- [EXTRACTED TEXT]
start
# Cat detection model
pruned YOLOv8 using COCO dataset to create a lightweight cat detection model

## To do
Head pruning
- ❌ Remove segmentation/pose estimation - not needed for default model
- ❌ Reduce box regression granularity - poor idea for small object detection
- ✅ Remove unused classes
- ✅ Update dataset to reflect pruning
- ❌ Remove P5 + retrain - made performance worse
- ❓ Add P2 + retrain

Whole model
- Prune
- ✅ Quantise


## Configure notebook

In [None]:
import sys
import os

sys.path.insert(0, os.path.abspath(os.path.join(os.getcwd(), os.pardir)))

In [None]:
import copy

import torch
from matplotlib import pyplot as plt
from onnxruntime.quantization import quantize_dynamic, QuantType
from ultralytics import YOLO

import utils

In [None]:
%matplotlib inline

In [None]:
device = utils.get_best_device()
end
- [RECORDS SUPPLIED]
start
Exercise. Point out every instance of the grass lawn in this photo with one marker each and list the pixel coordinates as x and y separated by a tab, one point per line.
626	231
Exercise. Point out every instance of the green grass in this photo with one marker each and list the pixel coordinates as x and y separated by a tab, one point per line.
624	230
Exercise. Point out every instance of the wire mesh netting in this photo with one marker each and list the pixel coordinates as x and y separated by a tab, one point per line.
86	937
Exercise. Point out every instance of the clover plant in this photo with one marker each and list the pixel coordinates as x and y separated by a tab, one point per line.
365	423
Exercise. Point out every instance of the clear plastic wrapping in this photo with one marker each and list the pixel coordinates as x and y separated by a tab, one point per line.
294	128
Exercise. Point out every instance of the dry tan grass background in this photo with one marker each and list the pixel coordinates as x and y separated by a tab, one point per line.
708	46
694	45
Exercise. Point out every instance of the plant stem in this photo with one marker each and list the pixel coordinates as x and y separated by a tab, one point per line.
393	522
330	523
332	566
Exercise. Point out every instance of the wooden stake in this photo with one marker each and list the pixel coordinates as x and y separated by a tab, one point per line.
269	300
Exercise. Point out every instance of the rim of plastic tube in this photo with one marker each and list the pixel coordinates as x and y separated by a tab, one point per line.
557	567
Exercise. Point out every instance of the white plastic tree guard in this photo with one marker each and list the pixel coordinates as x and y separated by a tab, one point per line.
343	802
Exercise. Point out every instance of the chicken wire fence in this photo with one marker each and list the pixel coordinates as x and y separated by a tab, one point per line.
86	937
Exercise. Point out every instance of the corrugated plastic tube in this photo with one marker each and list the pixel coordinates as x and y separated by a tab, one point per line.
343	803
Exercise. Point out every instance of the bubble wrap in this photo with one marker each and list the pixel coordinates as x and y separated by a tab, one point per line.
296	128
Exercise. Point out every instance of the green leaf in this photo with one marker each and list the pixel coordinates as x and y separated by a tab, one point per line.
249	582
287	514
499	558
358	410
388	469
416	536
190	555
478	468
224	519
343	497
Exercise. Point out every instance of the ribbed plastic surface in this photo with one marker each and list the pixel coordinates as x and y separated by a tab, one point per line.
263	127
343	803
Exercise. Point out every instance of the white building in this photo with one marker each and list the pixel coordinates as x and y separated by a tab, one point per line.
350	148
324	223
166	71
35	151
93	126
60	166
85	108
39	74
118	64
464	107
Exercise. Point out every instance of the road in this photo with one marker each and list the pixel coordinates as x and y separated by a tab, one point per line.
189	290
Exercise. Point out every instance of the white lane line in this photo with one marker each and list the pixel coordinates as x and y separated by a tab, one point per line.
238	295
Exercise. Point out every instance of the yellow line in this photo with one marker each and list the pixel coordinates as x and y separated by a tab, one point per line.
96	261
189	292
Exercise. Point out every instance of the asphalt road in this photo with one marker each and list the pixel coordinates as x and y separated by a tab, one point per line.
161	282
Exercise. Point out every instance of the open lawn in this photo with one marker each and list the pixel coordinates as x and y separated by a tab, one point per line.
end
- [SHORT TASK 1]
According to the cat detection notebook, what happened when P5 was removed and the model retrained?
- [SHORT TASK 2]
Pick out every line of the records that contains the word "tube", treating uppercase and lowercase as different, and copy each one.
The cat detection notebook and the records have no connection to each other.

- [EXPECTED OUTPUT 1]
It made performance worse.

- [EXPECTED OUTPUT 2]
Exercise. Point out every instance of the rim of plastic tube in this photo with one marker each and list the pixel coordinates as x and y separated by a tab, one point per line.
Exercise. Point out every instance of the corrugated plastic tube in this photo with one marker each and list the pixel coordinates as x and y separated by a tab, one point per line.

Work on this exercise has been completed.